__Text excerpt__
On 7 October, as a result of shelling outside Lukovo settlement, a DPR serviceman, born in 1998, sustained mine-blast trauma, shrapnel wound to the chest, injury of the right thigh and left shin.
On 9 October, as a result of hostilities in Novoazovsk region, a DPR serviceman, born in 1991, sustained blunt shrapnel wound to the back and perforating shrapnel wound to right elbow joint.
On 10 December, as a result of hostilities in Novoazovsk region, a DPR serviceman, born in 1984, sustained perforating gunshot wound to right shoulder with damage to artery.
As a result of shelling in Zaitsevo village, a civilian man, born in 1955, sustained penetrating wound to the right side of the chest with damage to a lung, shrapnel wound to right thigh and the back.
Within the period between 4 and 10 October 2019, 6 persons sustained injuries in the Donetsk People’s Republic as a result of armed aggression by Ukraine, including 4 DPR serviceman and 2 civilian men.

__Data for review__
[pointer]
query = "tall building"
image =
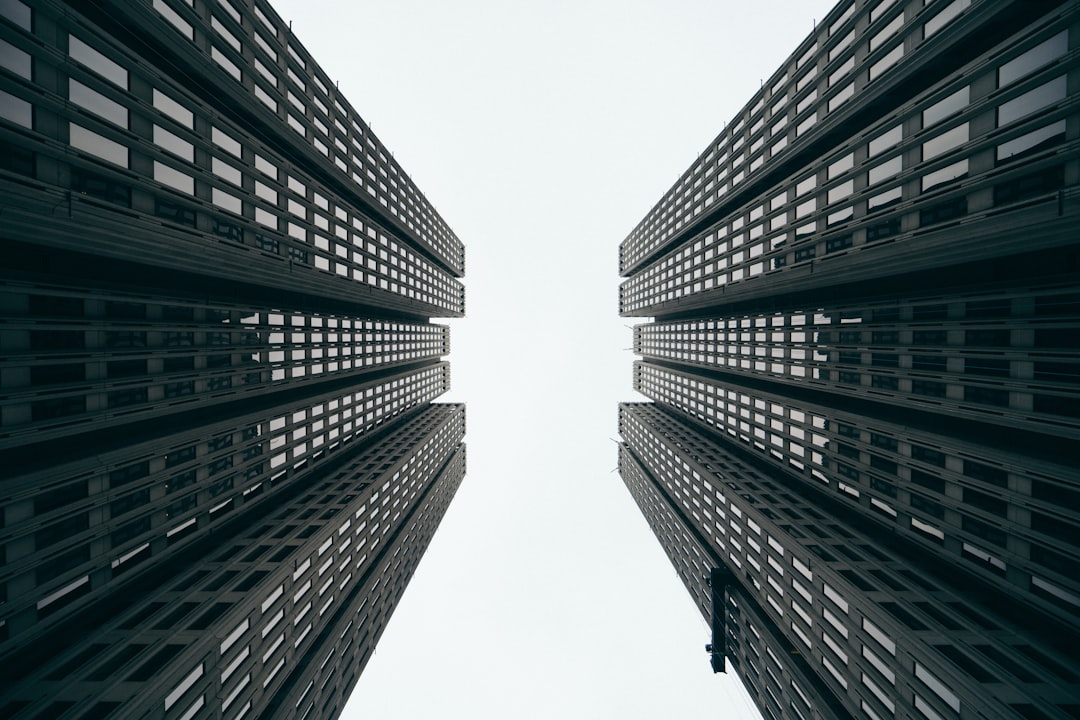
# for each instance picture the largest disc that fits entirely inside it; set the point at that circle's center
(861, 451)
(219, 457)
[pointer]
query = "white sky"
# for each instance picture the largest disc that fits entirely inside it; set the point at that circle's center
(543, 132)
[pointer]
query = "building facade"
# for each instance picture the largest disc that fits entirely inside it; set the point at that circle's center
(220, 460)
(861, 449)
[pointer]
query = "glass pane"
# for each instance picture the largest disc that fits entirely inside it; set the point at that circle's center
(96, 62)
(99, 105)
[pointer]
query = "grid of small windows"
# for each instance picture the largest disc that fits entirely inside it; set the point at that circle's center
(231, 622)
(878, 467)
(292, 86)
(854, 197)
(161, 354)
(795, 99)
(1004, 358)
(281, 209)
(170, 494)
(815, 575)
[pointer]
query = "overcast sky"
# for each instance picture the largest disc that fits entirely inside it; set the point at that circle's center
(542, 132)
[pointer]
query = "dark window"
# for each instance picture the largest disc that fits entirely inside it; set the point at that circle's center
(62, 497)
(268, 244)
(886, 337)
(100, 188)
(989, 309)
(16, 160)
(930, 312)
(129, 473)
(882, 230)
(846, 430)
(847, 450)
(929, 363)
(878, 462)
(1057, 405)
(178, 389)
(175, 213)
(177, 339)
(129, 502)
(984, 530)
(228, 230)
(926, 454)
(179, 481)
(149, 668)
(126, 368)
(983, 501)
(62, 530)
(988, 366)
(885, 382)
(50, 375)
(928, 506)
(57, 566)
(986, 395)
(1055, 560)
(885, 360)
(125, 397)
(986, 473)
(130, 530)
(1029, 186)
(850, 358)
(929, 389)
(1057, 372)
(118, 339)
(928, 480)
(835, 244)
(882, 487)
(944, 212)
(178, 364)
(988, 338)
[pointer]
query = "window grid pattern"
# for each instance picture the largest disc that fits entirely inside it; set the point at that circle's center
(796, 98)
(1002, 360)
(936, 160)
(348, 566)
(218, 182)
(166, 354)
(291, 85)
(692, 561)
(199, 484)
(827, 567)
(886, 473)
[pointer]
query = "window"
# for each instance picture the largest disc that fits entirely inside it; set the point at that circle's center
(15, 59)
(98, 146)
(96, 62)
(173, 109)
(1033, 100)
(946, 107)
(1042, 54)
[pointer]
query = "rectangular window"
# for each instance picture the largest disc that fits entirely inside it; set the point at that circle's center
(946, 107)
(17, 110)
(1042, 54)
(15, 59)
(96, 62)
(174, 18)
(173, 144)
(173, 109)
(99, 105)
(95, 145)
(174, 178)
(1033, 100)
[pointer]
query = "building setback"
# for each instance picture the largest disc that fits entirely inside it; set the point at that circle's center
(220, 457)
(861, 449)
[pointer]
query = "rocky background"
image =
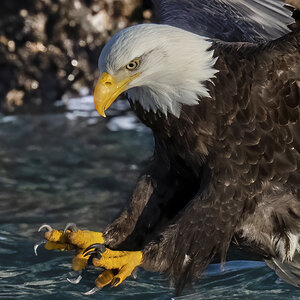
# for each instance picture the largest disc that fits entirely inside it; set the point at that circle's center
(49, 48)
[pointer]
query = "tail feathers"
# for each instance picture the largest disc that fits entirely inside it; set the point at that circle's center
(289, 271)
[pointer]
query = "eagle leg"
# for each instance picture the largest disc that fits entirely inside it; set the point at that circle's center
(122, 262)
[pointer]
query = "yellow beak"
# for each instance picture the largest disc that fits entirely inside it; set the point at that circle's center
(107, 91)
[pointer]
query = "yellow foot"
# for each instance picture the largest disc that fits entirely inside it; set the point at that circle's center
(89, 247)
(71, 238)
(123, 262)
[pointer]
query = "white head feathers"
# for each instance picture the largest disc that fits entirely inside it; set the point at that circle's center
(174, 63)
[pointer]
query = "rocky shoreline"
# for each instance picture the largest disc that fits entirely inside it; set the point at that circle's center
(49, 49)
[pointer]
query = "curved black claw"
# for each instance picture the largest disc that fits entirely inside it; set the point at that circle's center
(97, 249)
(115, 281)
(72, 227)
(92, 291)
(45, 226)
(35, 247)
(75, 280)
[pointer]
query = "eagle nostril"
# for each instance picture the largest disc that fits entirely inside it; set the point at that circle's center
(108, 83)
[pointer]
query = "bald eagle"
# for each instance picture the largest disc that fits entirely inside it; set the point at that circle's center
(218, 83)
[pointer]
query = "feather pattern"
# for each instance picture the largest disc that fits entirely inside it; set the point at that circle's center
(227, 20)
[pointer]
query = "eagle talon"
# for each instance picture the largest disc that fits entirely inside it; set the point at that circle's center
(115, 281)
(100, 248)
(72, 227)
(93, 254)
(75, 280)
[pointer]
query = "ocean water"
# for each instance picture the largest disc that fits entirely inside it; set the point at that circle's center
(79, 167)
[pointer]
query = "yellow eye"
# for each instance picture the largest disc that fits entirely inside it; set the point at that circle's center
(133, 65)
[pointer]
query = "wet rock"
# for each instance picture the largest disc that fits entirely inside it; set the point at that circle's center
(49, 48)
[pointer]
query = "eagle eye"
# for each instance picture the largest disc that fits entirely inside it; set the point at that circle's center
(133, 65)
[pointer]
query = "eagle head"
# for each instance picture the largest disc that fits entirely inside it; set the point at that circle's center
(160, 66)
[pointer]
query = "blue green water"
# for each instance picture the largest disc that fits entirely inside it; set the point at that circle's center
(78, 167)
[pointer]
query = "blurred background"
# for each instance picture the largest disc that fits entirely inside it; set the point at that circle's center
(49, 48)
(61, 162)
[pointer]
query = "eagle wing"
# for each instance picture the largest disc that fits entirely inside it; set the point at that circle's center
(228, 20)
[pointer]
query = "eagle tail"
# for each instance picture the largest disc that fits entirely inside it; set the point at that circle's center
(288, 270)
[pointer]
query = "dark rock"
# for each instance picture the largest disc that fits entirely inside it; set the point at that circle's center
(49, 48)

--

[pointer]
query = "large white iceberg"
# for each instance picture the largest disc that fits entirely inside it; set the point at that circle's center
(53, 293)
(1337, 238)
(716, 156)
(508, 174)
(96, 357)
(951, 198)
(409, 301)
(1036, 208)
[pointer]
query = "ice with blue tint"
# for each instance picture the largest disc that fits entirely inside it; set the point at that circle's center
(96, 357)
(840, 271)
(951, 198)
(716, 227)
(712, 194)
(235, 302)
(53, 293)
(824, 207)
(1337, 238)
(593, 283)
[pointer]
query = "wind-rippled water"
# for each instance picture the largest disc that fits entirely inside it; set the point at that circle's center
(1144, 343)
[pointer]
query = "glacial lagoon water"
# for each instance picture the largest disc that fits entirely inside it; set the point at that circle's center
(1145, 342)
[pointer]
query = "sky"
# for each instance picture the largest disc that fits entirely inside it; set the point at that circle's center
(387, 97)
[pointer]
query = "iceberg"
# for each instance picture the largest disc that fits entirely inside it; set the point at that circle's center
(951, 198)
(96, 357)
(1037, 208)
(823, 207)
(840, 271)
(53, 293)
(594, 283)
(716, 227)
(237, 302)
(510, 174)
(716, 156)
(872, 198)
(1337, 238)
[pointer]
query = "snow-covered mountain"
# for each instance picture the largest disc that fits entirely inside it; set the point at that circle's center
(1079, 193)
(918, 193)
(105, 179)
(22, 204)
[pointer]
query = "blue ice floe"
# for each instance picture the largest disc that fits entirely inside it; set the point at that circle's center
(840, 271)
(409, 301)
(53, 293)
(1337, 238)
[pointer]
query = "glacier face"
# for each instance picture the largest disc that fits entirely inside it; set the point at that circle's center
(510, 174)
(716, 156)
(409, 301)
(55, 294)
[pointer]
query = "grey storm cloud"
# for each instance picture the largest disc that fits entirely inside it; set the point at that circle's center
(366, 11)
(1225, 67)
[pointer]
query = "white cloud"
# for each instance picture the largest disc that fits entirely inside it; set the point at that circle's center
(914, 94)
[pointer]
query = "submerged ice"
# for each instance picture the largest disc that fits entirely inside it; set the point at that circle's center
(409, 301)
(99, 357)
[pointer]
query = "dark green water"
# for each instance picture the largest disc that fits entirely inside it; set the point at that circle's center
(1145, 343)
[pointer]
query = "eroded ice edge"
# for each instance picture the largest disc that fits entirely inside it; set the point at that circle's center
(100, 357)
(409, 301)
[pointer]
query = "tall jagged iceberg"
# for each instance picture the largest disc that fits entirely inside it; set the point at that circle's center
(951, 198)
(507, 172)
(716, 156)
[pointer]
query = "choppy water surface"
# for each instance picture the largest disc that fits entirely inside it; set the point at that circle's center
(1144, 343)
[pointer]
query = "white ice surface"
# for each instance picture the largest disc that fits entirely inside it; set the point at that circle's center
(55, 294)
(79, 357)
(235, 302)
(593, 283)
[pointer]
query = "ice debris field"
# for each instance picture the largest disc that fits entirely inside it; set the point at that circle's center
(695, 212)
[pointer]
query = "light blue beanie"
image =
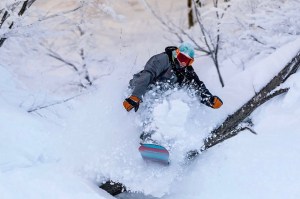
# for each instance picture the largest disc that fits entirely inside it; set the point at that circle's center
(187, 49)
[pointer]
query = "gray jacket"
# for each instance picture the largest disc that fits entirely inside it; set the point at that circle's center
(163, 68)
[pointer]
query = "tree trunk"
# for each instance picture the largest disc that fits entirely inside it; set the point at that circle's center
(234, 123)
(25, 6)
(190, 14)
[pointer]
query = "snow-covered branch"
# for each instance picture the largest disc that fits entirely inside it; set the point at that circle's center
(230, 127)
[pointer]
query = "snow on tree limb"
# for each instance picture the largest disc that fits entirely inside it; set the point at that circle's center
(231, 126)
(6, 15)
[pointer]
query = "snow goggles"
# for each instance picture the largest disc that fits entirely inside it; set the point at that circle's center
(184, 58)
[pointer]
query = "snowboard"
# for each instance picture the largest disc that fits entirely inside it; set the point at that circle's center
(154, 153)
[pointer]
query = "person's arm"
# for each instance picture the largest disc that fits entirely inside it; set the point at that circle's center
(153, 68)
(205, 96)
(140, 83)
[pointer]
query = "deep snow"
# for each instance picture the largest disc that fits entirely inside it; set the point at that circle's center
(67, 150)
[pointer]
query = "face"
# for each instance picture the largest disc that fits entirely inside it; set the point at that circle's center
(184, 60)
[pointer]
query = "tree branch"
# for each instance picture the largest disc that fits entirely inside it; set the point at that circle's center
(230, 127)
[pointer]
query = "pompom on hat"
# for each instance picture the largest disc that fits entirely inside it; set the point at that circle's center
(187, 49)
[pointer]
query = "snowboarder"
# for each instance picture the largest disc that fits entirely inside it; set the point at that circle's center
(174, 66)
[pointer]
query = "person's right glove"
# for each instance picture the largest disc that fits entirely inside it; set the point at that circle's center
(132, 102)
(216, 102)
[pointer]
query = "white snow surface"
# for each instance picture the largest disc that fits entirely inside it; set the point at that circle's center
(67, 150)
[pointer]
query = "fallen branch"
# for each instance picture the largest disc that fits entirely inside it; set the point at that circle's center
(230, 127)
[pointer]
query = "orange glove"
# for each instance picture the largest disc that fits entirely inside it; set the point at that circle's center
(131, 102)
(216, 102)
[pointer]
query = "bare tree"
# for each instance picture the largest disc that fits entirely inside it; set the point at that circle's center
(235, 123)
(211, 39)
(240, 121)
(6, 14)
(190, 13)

__What you have to do__
Transcribe the text excerpt on reported injuries from the words "As a result of shelling in" up to and including the words "and the back.". The data was drawn from a different source than the text excerpt.

__Result for this exercise__
As a result of shelling in Zaitsevo village, a civilian man, born in 1955, sustained penetrating wound to the right side of the chest with damage to a lung, shrapnel wound to right thigh and the back.